● SET TASK A: Count the lines of the records that contain the string "rose", treating uppercase and lowercase as different. Give only the number.

So Amazon have ECS, their Elastic EC 2 container service, and, Google have their public cloud version of Kubernetes, so g k e and it's called. So what we do is provide an abstraction, over those services. So if you go on a red doc site and then click on the container piece, it's actually quite an interesting insight into the sort of current state of the container API. So similar principle to what you get with the the compute, you can get a container as a service driver, and then you can install images and deploy containers, into that. And we have a set of base classes for things like a container image and, a running container and a container cluster.
So, Kubernetes and ECS support this notion of a a group of containers or a cluster of containers. So you can create and destroy a list, clusters and find out what containers are deployed in each cluster. And there's also some if you're gonna dig around on the site, you'll find some example code. And I believe we're the first people to do this, where you can deploy Docker containers in Kubernetes, or you can deploy them in, Amazon ECS, for example. And you can do that using the same code. So you can go and say, I wanna deploy these instances, and I wanna get and deploy them over here as well. So you can write that and abstract that across. You mentioned CoreOS, their rocket engine. We, looked into adding adding that, but digging into the rest API. There's a, there's a big comment in the in the API source code that says don't use this. So I sort of thought, yeah, I think I'll stay away from this for a while and wait till it's stabilized.
[01:13:48] Unknown:
So what is on the road map for a Libcloud that people keep an eye out
[01:13:52] Unknown:
for? Yeah. So we are I mentioned the container, the container driver support. So that's, we're looking to stabilize that based on community feedback over the next few months. So that'll be, there'll be a stable version of that coming out soon. We had our own HTTP library, that we wrote, to NASS, but I think back in 2009. This is before requests would have existed. And, there are a number of reasons why that was put together, but, you know, for lack of a nice HDP client that worked for Python 2 and Python 3, We ended up having to write our own. So, we're replacing that with the request library, and that work has just been finished. So there's a there's a branch version of that on our GitHub page.

● DATASET RECORDS:
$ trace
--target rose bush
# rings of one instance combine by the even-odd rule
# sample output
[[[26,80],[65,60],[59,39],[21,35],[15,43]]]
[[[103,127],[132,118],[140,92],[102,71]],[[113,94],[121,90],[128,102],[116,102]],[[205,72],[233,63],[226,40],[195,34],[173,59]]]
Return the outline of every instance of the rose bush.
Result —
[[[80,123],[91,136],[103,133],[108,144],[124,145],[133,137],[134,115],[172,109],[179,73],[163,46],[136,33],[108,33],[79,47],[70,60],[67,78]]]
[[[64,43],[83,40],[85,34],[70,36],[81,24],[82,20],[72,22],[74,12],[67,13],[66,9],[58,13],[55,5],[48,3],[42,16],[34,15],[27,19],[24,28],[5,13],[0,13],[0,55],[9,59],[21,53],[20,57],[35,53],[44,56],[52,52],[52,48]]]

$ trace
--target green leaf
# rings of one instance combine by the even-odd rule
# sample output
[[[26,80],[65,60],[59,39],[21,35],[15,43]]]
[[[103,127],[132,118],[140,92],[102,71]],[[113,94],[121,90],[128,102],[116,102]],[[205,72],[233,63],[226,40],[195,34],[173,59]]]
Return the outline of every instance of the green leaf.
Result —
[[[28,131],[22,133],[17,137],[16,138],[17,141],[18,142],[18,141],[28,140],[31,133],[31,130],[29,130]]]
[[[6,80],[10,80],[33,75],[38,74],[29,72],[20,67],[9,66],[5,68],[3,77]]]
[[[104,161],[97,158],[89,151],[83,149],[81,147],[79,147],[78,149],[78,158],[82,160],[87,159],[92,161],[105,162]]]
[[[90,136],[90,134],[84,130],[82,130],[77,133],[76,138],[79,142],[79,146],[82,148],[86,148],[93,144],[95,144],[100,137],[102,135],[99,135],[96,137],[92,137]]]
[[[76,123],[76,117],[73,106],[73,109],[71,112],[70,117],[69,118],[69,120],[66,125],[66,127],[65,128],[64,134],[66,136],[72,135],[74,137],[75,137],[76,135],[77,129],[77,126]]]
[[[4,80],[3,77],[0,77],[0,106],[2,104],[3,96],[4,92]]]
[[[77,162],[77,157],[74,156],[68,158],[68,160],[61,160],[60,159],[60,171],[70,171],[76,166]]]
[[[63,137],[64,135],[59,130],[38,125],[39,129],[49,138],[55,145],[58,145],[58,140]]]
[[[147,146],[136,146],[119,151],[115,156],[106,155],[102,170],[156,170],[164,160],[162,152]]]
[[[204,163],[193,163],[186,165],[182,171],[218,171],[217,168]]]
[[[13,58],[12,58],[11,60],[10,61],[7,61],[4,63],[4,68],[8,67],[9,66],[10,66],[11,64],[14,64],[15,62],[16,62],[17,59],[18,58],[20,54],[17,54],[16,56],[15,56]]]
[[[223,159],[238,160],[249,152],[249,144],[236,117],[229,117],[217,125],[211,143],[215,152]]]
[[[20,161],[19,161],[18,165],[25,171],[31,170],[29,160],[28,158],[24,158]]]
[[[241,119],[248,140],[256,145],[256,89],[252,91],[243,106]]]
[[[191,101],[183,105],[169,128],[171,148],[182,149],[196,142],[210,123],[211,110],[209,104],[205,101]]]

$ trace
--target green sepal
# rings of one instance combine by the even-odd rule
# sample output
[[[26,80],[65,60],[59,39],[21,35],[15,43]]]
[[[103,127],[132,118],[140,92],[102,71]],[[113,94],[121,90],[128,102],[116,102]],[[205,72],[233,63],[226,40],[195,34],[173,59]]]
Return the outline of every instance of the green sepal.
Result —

● SET TASK B: According to the Libcloud transcript, which library is replacing the HTTP library the project wrote itself?

● FINISHED ANSWER A: 2

● FINISHED ANSWER B: The requests library.